What is needed> Word for word, repeat the lines of the records from the one containing "Find the **cabinet" through the last line, both included.
* begin Supplied entries *
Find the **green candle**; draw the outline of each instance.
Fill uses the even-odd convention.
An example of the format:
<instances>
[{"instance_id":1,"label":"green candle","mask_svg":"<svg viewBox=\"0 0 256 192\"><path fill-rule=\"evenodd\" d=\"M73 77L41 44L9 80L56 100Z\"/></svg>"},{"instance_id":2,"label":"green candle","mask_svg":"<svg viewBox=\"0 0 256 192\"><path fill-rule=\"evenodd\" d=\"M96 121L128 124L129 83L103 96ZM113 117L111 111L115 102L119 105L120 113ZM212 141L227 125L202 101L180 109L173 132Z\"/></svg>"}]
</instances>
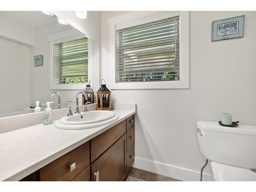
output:
<instances>
[{"instance_id":1,"label":"green candle","mask_svg":"<svg viewBox=\"0 0 256 192\"><path fill-rule=\"evenodd\" d=\"M232 115L222 113L221 115L221 123L226 125L231 125L232 124Z\"/></svg>"}]
</instances>

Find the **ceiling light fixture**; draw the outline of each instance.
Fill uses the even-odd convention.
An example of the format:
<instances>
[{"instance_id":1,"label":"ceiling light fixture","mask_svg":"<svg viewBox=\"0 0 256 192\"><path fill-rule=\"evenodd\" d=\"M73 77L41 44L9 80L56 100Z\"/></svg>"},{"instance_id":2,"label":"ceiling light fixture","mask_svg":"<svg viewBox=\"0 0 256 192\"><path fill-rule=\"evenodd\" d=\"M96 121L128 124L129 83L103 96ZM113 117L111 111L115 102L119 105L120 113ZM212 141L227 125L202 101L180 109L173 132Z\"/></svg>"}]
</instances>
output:
<instances>
[{"instance_id":1,"label":"ceiling light fixture","mask_svg":"<svg viewBox=\"0 0 256 192\"><path fill-rule=\"evenodd\" d=\"M42 12L47 15L53 16L53 13L51 13L49 11L42 11Z\"/></svg>"},{"instance_id":2,"label":"ceiling light fixture","mask_svg":"<svg viewBox=\"0 0 256 192\"><path fill-rule=\"evenodd\" d=\"M75 14L76 14L76 16L80 18L82 18L83 19L86 18L87 17L87 11L75 11Z\"/></svg>"},{"instance_id":3,"label":"ceiling light fixture","mask_svg":"<svg viewBox=\"0 0 256 192\"><path fill-rule=\"evenodd\" d=\"M64 20L61 19L60 18L57 17L57 19L58 19L58 22L62 25L69 25L68 23L65 22Z\"/></svg>"}]
</instances>

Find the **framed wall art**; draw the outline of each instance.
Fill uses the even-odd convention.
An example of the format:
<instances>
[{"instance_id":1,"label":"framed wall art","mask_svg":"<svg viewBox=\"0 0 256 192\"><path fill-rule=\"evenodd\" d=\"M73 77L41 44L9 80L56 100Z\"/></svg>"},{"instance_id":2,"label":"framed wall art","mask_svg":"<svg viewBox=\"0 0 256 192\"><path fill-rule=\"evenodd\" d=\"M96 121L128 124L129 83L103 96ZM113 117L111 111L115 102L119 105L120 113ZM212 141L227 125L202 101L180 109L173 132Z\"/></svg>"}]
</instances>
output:
<instances>
[{"instance_id":1,"label":"framed wall art","mask_svg":"<svg viewBox=\"0 0 256 192\"><path fill-rule=\"evenodd\" d=\"M34 56L34 65L35 66L40 66L43 65L44 60L42 60L42 55Z\"/></svg>"},{"instance_id":2,"label":"framed wall art","mask_svg":"<svg viewBox=\"0 0 256 192\"><path fill-rule=\"evenodd\" d=\"M244 36L244 15L212 22L211 41Z\"/></svg>"}]
</instances>

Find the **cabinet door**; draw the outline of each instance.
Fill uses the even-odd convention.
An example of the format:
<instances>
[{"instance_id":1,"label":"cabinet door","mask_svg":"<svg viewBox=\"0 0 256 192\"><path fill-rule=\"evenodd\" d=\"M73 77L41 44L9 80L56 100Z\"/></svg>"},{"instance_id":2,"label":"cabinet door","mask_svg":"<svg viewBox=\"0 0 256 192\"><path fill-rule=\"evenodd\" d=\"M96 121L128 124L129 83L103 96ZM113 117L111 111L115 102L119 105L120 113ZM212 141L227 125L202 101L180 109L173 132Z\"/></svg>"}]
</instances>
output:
* end Supplied entries *
Written solution>
Find the **cabinet door**; draw the outline of each instance.
Fill uses the even-odd convention.
An example of the format:
<instances>
[{"instance_id":1,"label":"cabinet door","mask_svg":"<svg viewBox=\"0 0 256 192\"><path fill-rule=\"evenodd\" d=\"M73 77L41 44L9 80L56 100Z\"/></svg>"},{"instance_id":2,"label":"cabinet door","mask_svg":"<svg viewBox=\"0 0 256 192\"><path fill-rule=\"evenodd\" d=\"M96 121L128 124L129 83L103 96ZM113 117L111 111L115 102L119 105L120 113ZM212 141L227 125L202 101L180 109L173 132Z\"/></svg>"}]
</instances>
output:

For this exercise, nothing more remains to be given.